DATA TO PROCESS:
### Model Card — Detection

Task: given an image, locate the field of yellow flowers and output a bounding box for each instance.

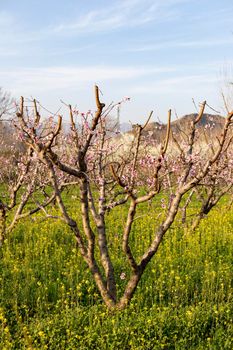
[0,198,232,349]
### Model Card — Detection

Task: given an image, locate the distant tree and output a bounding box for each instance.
[0,88,14,121]
[0,89,21,181]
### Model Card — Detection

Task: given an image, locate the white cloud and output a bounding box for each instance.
[52,0,187,35]
[128,37,233,52]
[130,74,220,95]
[0,65,177,94]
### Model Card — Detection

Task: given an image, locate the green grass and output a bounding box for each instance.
[0,198,232,349]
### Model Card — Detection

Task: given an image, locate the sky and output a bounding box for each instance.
[0,0,233,123]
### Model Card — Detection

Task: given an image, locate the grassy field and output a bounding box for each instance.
[0,197,232,349]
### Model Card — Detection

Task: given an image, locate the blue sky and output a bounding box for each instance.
[0,0,233,123]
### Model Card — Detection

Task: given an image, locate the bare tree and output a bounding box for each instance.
[15,87,233,310]
[0,88,14,121]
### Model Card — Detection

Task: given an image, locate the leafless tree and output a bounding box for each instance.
[0,88,14,121]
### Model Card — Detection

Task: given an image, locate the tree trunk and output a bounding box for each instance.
[0,201,6,246]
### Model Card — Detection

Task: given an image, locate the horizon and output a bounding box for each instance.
[1,0,233,123]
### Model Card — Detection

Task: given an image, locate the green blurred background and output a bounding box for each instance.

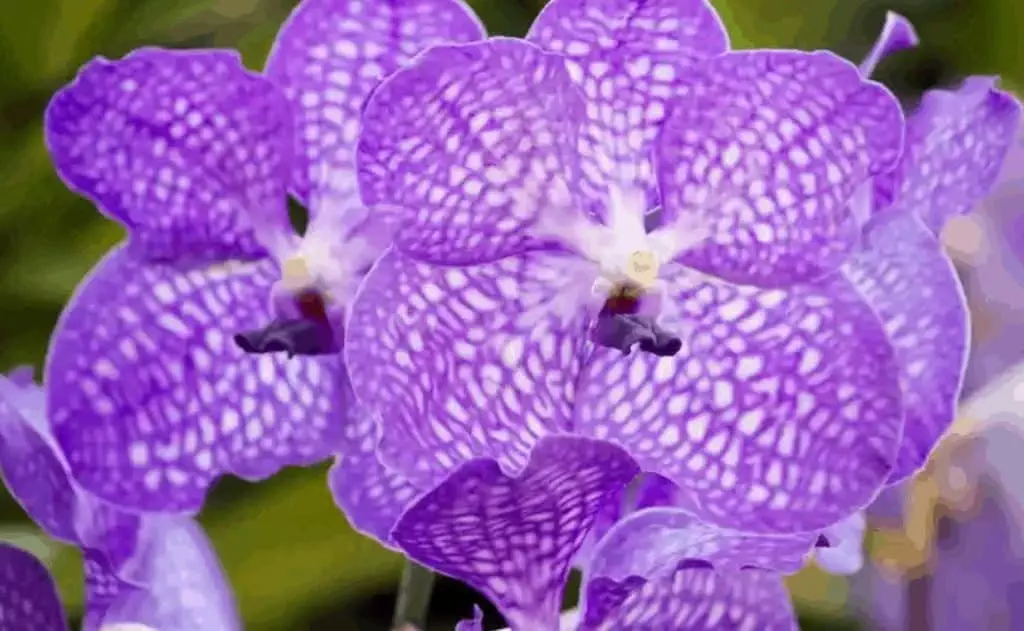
[0,0,1020,629]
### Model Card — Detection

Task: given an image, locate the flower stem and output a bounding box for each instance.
[391,560,436,630]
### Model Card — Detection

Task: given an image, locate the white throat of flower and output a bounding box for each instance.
[99,624,159,631]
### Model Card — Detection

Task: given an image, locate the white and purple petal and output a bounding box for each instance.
[842,211,968,484]
[391,436,640,630]
[813,511,866,575]
[888,76,1021,234]
[45,48,295,261]
[357,38,589,264]
[45,247,343,513]
[264,0,485,210]
[345,248,591,489]
[527,0,729,215]
[575,267,903,533]
[657,49,904,286]
[0,544,69,631]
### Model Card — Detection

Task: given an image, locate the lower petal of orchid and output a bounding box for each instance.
[859,12,919,77]
[45,247,343,513]
[656,49,904,287]
[345,248,592,490]
[0,543,70,631]
[357,38,590,265]
[575,267,904,533]
[583,562,798,631]
[890,76,1021,235]
[587,507,814,585]
[92,518,240,631]
[842,211,968,484]
[390,435,640,630]
[328,388,420,546]
[45,48,295,262]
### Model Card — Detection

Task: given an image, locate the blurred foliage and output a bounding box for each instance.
[0,0,1021,629]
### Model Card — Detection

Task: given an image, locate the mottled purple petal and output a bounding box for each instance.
[357,38,590,264]
[527,0,728,215]
[265,0,485,211]
[657,50,904,286]
[93,518,241,631]
[46,247,342,513]
[859,12,919,77]
[391,436,640,629]
[587,507,813,584]
[575,267,903,533]
[0,543,69,631]
[345,248,591,489]
[583,562,797,631]
[328,384,419,546]
[813,512,866,575]
[45,48,295,261]
[890,77,1021,234]
[843,211,968,483]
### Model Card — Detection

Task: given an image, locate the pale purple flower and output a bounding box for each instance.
[0,543,68,631]
[40,0,485,516]
[0,370,239,630]
[339,0,918,626]
[842,11,1020,485]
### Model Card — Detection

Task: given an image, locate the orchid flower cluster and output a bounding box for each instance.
[0,1,1020,630]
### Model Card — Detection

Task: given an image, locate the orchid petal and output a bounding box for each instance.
[0,544,69,631]
[391,435,640,630]
[657,49,904,286]
[45,247,342,513]
[45,48,294,261]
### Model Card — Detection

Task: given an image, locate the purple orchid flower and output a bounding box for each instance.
[841,11,1020,486]
[0,370,239,630]
[0,543,69,631]
[336,0,919,626]
[40,0,485,515]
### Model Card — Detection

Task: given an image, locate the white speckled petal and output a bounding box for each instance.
[887,76,1021,234]
[345,248,591,489]
[327,382,420,546]
[575,266,903,532]
[264,0,484,210]
[527,0,729,216]
[859,12,919,77]
[45,247,343,513]
[391,436,640,630]
[842,211,968,483]
[583,562,797,631]
[357,38,590,264]
[657,50,904,286]
[45,48,294,261]
[0,543,69,631]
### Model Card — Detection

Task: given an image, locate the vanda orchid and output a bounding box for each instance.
[40,0,484,518]
[0,369,239,630]
[338,2,1022,628]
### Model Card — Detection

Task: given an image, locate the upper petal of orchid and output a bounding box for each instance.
[813,511,866,575]
[886,77,1021,234]
[390,435,640,630]
[92,518,240,631]
[842,211,968,484]
[45,48,296,262]
[45,247,343,513]
[527,0,729,217]
[264,0,485,213]
[345,248,592,489]
[328,381,420,546]
[656,50,904,287]
[575,267,904,533]
[0,543,70,631]
[859,11,919,77]
[586,507,814,585]
[582,561,797,631]
[357,38,592,265]
[0,373,144,576]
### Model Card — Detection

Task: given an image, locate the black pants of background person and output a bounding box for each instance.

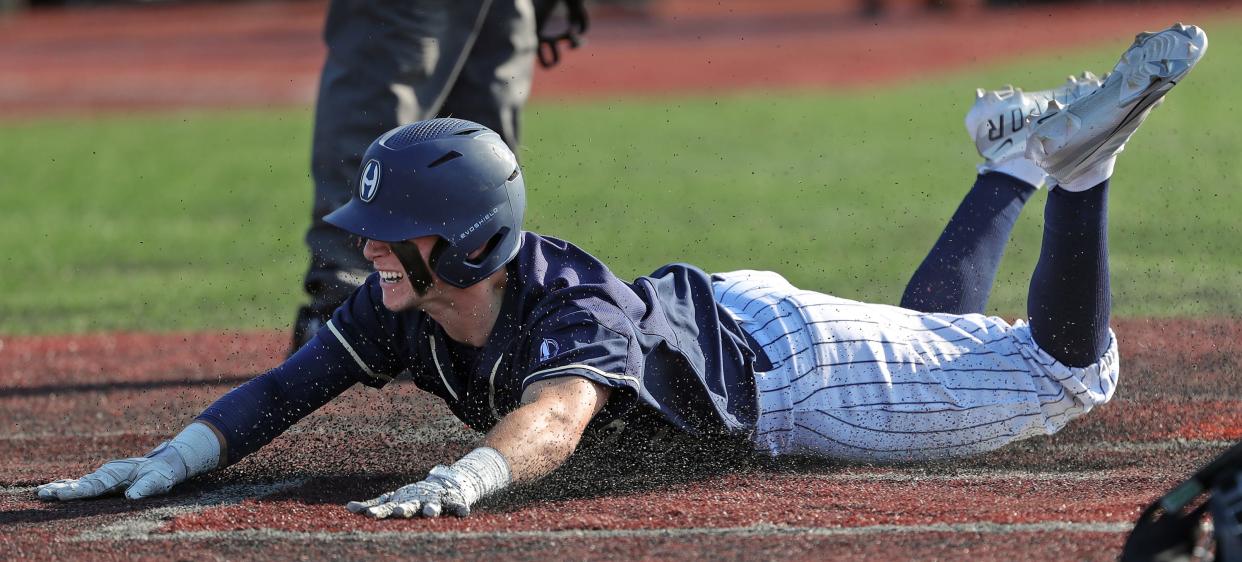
[293,0,538,352]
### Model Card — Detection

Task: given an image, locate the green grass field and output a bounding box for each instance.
[2,25,1240,334]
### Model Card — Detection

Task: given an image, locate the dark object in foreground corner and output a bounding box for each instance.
[1122,439,1242,562]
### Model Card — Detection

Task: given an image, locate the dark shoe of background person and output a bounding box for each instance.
[289,305,332,357]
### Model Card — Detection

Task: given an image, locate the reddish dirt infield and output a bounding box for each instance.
[2,318,1240,559]
[3,1,1242,560]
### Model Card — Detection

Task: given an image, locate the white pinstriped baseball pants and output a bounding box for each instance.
[713,270,1119,462]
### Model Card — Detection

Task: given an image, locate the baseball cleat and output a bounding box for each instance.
[1027,23,1208,190]
[967,72,1105,170]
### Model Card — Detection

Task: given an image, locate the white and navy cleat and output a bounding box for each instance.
[1027,23,1208,190]
[967,72,1105,171]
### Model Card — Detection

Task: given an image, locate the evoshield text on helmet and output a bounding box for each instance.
[324,118,526,289]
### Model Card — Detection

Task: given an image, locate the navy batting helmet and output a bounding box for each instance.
[324,118,525,288]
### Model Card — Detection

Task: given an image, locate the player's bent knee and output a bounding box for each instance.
[1013,320,1119,415]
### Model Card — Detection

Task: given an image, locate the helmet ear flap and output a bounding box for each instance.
[464,229,510,266]
[430,227,517,288]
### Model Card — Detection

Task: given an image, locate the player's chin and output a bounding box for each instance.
[379,285,416,312]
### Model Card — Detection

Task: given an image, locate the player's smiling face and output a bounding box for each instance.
[363,237,440,312]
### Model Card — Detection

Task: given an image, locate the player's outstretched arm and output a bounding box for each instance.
[347,376,611,519]
[482,376,612,482]
[37,421,223,501]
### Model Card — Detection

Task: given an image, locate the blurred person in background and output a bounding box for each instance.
[292,0,588,354]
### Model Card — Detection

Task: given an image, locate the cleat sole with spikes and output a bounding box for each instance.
[1027,23,1207,187]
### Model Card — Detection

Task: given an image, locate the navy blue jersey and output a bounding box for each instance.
[325,232,765,437]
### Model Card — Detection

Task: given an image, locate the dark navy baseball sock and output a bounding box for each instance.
[900,172,1037,314]
[1027,182,1112,368]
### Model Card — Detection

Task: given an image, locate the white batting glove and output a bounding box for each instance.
[36,422,221,502]
[346,467,472,518]
[346,447,511,519]
[38,446,186,501]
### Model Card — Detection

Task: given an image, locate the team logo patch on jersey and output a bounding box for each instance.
[359,159,382,202]
[539,338,560,361]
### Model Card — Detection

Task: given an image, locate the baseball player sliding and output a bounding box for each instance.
[39,24,1207,520]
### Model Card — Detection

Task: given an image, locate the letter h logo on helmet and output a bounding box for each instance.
[359,159,382,203]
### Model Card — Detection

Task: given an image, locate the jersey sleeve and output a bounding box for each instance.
[197,332,364,464]
[519,307,642,402]
[320,274,412,387]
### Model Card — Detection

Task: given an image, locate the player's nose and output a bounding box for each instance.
[362,239,389,261]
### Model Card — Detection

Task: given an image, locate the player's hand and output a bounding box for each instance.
[37,442,189,501]
[346,466,472,519]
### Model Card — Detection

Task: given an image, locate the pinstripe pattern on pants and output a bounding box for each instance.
[712,270,1119,462]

WHAT IS EXPECTED: Print the line containing "Task: given an image, locate the player's hand", then every line after it through the last line of the records, each exactly as written; nothing else belongs in the answer.

RESPONSE FOR THIS EXERCISE:
Task: given an image, locate the player's hand and output a bounding box for each instance.
[37,442,189,501]
[346,466,472,519]
### Model Card — Detection

Task: given an image, locate the pinstripe pattern on pants and output a bounding box for each instance.
[712,270,1119,462]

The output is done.